"""

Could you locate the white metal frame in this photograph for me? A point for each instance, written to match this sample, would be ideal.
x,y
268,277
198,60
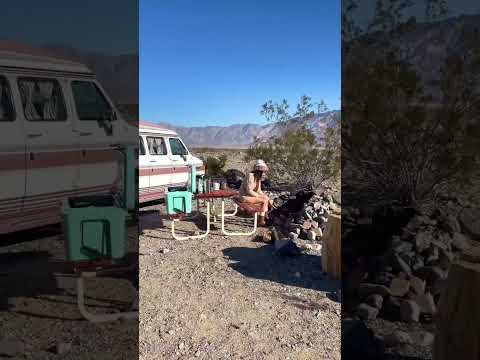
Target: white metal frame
x,y
97,318
223,215
192,236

"""

What you give back must match the entries exactly, apart from the omitted pictures.

Could you locate the white metal frame in this photograph for me? A point for each instance, written to match this sample, would be ideal.
x,y
268,277
198,60
Target: white metal frame
x,y
97,318
223,215
192,236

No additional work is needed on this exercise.